Goal:
Exclude all pictures, then copy each of the records exactly as written.

----- Data provided

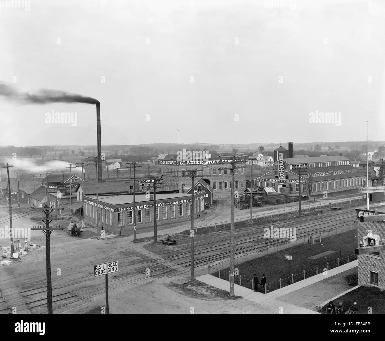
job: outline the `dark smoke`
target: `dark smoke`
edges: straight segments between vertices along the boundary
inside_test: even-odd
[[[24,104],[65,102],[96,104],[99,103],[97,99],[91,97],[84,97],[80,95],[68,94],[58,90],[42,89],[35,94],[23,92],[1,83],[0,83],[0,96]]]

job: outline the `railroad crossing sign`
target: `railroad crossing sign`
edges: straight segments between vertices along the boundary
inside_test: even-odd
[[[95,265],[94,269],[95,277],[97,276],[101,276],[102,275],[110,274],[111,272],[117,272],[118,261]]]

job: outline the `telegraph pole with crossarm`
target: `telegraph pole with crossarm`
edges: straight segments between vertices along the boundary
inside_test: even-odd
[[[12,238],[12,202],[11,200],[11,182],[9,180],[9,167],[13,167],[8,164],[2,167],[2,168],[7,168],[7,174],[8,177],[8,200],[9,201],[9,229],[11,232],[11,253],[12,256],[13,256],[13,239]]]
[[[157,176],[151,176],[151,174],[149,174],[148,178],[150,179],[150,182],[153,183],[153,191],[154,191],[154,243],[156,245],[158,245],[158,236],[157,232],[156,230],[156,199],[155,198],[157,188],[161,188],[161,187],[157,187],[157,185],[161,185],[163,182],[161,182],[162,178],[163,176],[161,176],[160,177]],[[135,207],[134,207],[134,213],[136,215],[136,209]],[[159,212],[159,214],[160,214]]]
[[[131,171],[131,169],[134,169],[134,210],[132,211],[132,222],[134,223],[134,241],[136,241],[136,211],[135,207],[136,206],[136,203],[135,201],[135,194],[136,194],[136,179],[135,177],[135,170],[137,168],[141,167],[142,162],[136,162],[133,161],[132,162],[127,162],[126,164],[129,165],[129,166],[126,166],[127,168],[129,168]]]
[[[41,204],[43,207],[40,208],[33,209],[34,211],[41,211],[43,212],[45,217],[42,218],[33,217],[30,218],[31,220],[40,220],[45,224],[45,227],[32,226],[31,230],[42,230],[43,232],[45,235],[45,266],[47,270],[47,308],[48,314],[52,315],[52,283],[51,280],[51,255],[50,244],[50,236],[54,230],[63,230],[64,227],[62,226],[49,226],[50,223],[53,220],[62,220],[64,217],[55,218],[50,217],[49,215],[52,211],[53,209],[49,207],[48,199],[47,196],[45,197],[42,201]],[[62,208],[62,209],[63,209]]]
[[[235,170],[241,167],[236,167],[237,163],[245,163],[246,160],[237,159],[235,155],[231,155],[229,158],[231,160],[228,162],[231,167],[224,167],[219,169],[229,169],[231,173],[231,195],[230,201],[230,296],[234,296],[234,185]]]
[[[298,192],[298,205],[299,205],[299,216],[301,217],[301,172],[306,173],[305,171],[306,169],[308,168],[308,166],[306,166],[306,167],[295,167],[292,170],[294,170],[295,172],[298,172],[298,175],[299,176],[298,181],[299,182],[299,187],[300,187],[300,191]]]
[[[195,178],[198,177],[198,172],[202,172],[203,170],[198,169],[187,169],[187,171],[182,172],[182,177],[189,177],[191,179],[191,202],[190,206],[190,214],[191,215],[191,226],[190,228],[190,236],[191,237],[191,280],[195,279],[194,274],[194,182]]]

----------

Solution to this problem:
job: outline the `dark smoke`
target: `dark smoke`
edges: straight segments between vertices along the boundary
inside_test: even-odd
[[[24,104],[65,102],[96,104],[99,103],[97,99],[91,97],[84,97],[80,95],[68,94],[58,90],[42,89],[35,94],[23,92],[1,83],[0,83],[0,96]]]

job: outline the `railroad crossing sign`
target: `railroad crossing sign`
edges: straight segments between vertices along the boundary
inside_test: even-odd
[[[95,265],[94,269],[95,277],[97,276],[101,276],[102,275],[110,274],[111,272],[117,272],[118,261]]]

job: outline the `telegraph pole with crossarm`
target: `telegraph pole with crossarm`
edges: straight segments between vertices along the boundary
inside_test: even-odd
[[[12,238],[12,202],[11,200],[11,182],[9,180],[9,167],[13,167],[8,164],[2,167],[2,168],[7,168],[7,174],[8,177],[8,200],[9,201],[9,229],[11,232],[11,253],[12,256],[13,256],[13,239]]]
[[[157,176],[151,176],[151,174],[149,174],[148,178],[150,179],[150,182],[153,183],[153,191],[154,191],[154,243],[156,245],[158,245],[158,236],[157,232],[156,230],[156,199],[155,198],[157,188],[161,188],[161,187],[157,187],[157,185],[161,185],[163,182],[161,182],[162,178],[163,176],[161,176],[160,177]],[[135,207],[134,207],[134,213],[136,215],[136,209]],[[159,212],[159,214],[160,214]]]
[[[131,171],[131,169],[134,169],[134,210],[132,211],[132,222],[134,223],[134,241],[136,241],[136,211],[135,207],[136,206],[136,203],[135,201],[135,194],[136,194],[136,179],[135,177],[135,170],[137,168],[141,167],[142,162],[136,162],[133,161],[132,162],[127,162],[126,164],[129,165],[129,166],[126,166],[127,168],[129,168]]]
[[[41,204],[43,207],[40,208],[33,209],[34,211],[41,211],[43,212],[45,217],[42,218],[33,217],[30,218],[31,220],[40,220],[45,224],[45,227],[32,226],[31,230],[42,230],[43,232],[45,235],[45,266],[47,270],[47,308],[48,314],[52,315],[52,283],[51,280],[51,255],[50,244],[50,236],[54,230],[63,230],[64,227],[62,226],[49,226],[50,223],[53,220],[62,220],[64,217],[55,218],[50,217],[49,215],[52,211],[53,209],[49,207],[48,199],[47,196],[45,197],[42,201]],[[62,208],[62,209],[63,209]]]
[[[235,170],[241,167],[236,167],[237,163],[245,163],[246,160],[237,159],[235,155],[231,155],[229,158],[231,160],[228,162],[231,167],[224,167],[219,169],[229,169],[231,173],[231,195],[230,201],[230,296],[234,296],[234,185]]]
[[[298,192],[298,205],[299,205],[299,216],[301,217],[301,172],[306,173],[305,171],[306,169],[308,168],[308,166],[306,166],[306,167],[295,167],[292,170],[294,170],[295,172],[298,172],[298,175],[299,176],[298,181],[299,182],[299,187],[300,187],[300,191]]]
[[[195,178],[198,177],[198,172],[202,172],[203,170],[198,169],[187,169],[187,171],[182,172],[182,177],[189,177],[191,179],[191,202],[190,206],[190,214],[191,215],[191,226],[190,228],[190,236],[191,237],[191,280],[195,279],[194,274],[194,182]]]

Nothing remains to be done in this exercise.